* WORK TO COMPLETE: Take each line in the entries below that holds "green" and show it.
+++ DATA FOR THE TASK
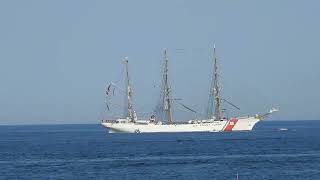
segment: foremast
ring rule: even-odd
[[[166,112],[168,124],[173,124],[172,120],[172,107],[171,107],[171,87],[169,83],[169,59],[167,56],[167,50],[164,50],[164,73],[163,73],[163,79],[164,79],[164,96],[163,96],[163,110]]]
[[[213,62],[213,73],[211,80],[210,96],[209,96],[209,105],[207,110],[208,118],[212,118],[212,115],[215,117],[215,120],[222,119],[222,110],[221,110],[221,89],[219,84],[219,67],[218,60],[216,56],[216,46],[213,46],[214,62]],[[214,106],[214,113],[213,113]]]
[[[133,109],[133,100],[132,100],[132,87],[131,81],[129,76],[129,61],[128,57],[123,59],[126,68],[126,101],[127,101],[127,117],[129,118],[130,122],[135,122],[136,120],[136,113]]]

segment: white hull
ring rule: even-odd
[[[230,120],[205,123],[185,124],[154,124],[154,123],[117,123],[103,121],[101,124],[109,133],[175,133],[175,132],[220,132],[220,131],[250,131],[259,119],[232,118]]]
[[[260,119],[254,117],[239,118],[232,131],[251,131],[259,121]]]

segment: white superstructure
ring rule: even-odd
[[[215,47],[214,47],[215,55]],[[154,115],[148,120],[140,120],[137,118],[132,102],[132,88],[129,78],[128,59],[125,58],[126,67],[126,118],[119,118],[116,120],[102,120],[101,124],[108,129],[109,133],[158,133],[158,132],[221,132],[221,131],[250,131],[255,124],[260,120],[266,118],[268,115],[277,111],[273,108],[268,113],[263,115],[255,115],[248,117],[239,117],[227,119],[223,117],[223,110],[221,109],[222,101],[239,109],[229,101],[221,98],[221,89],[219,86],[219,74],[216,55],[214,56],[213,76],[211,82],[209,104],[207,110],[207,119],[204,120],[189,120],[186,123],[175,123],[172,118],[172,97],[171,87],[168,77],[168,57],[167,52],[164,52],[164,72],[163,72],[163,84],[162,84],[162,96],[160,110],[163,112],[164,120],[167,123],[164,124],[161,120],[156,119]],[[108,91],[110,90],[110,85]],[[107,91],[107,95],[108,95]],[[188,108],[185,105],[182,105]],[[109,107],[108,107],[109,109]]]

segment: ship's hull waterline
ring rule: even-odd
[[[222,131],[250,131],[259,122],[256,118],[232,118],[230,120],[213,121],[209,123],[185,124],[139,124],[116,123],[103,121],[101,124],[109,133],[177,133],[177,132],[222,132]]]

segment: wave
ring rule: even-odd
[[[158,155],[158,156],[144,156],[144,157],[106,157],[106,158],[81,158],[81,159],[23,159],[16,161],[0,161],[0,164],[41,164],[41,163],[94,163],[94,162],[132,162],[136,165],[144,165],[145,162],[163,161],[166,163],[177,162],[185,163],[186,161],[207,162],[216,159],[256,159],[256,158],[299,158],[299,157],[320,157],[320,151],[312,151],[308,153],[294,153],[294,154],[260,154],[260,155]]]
++++++
+++ DATA FOR THE TASK
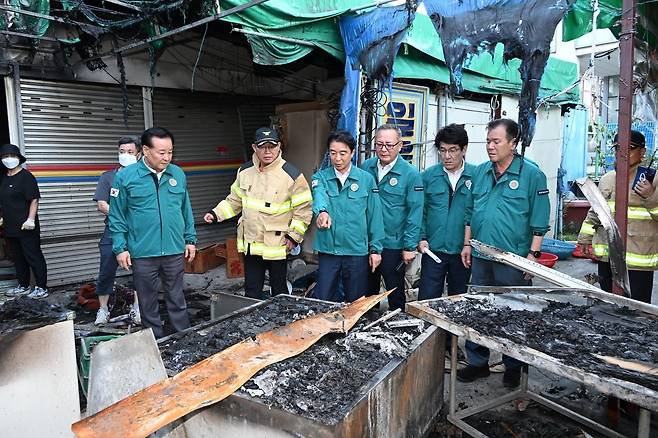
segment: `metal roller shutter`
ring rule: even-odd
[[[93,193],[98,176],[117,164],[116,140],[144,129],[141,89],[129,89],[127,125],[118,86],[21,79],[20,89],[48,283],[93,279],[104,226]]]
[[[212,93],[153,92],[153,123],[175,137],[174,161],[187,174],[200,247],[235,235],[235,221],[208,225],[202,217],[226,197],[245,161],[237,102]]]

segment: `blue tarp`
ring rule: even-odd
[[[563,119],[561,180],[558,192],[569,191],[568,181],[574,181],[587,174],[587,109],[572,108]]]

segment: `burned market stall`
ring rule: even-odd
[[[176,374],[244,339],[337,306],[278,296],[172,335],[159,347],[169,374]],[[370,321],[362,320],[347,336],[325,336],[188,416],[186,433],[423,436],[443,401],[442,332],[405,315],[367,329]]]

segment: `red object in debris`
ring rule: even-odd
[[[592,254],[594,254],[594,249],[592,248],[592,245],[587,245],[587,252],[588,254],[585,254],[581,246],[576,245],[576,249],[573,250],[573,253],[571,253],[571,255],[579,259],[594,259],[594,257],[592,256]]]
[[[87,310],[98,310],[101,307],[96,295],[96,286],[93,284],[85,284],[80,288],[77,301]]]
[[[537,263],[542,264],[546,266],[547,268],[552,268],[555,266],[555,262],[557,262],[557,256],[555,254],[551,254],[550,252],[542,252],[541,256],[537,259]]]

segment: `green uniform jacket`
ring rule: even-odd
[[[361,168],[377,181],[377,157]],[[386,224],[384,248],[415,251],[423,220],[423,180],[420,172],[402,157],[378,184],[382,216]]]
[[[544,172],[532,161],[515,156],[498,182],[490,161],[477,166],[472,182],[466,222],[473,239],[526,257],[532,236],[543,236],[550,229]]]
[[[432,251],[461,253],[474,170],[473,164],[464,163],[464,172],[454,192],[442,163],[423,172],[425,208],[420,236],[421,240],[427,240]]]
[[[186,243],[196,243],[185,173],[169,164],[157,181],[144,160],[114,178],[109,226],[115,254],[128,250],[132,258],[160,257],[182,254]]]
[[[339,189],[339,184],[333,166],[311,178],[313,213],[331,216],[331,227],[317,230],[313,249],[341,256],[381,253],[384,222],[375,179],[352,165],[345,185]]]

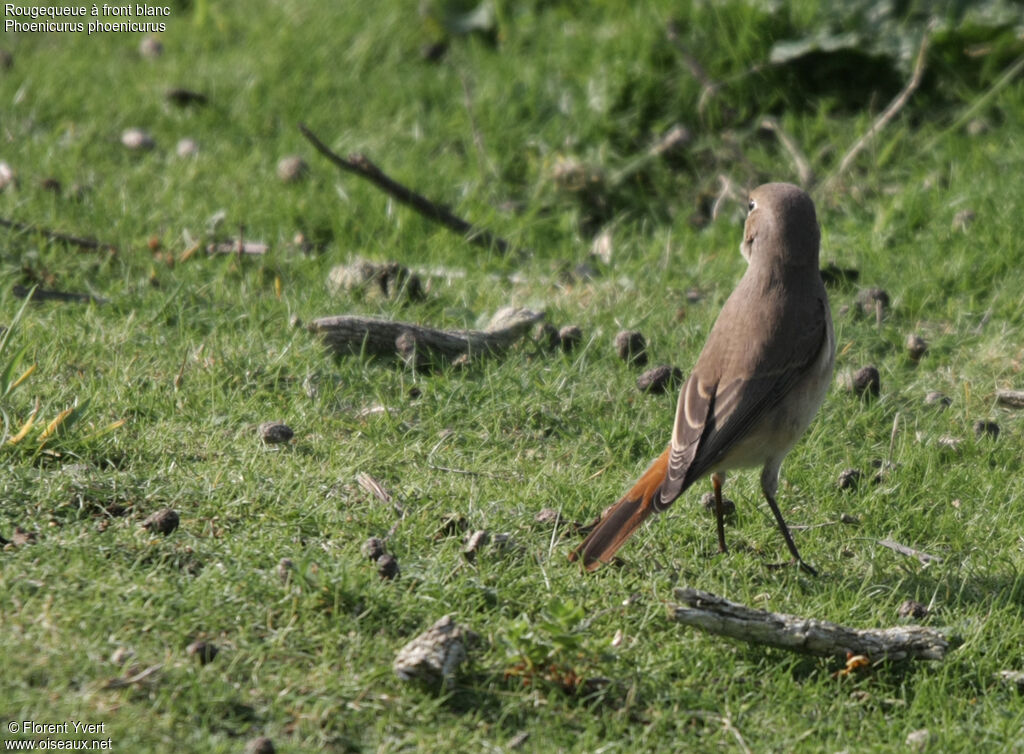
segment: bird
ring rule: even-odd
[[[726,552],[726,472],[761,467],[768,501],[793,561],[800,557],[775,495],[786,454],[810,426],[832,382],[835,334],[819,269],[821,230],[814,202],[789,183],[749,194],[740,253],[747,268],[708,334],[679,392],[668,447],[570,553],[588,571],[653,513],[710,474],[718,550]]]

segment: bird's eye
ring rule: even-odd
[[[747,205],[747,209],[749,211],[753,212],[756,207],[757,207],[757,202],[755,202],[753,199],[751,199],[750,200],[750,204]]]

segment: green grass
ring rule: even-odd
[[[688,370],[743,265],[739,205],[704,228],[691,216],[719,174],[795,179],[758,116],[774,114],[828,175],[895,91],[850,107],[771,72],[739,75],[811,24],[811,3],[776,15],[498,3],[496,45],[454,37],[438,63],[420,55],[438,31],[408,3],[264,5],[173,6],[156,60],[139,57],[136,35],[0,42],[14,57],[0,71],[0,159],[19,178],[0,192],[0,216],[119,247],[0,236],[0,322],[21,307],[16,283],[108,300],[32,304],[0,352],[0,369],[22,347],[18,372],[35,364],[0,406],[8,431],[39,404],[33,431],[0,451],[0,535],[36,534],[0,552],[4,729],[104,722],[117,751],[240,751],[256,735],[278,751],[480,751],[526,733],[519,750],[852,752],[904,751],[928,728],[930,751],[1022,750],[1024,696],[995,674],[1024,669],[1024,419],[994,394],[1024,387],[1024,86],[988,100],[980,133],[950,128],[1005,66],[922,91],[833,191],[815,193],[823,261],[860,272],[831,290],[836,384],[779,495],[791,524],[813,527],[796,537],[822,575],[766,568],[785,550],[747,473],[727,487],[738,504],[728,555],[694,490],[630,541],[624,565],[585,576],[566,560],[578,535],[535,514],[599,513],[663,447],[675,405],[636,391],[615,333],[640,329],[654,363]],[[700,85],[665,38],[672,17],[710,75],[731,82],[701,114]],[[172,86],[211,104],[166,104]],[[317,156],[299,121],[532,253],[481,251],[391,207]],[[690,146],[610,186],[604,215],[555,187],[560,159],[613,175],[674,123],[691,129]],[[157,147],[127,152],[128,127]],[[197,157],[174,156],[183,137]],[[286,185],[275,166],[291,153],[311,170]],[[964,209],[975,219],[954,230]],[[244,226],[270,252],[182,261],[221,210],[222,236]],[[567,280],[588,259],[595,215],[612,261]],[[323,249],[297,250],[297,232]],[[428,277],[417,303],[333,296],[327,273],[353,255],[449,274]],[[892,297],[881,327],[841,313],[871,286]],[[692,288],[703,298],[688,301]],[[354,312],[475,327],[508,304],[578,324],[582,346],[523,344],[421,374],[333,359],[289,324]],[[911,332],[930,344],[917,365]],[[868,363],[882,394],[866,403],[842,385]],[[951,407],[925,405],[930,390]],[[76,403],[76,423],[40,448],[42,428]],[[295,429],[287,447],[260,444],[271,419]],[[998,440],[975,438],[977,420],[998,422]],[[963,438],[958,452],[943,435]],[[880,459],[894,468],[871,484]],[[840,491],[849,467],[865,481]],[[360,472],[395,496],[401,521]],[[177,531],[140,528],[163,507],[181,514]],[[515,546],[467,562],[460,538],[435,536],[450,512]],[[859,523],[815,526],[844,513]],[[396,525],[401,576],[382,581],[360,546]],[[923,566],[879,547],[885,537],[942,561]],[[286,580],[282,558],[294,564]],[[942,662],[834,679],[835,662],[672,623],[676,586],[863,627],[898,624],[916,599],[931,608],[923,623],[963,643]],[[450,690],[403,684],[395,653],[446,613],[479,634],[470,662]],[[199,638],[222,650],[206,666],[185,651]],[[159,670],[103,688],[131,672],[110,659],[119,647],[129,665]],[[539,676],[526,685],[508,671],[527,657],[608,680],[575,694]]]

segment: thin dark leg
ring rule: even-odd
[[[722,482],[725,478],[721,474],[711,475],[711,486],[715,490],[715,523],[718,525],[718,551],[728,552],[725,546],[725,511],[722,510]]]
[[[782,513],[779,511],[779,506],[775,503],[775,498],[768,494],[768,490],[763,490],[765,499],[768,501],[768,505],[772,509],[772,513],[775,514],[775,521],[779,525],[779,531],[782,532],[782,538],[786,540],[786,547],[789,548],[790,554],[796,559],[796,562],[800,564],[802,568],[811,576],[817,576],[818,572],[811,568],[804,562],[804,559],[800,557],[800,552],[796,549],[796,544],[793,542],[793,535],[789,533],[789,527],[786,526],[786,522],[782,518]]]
++++++
* PROBLEM SOLUTION:
segment: `green uniform jacket`
segment: green grass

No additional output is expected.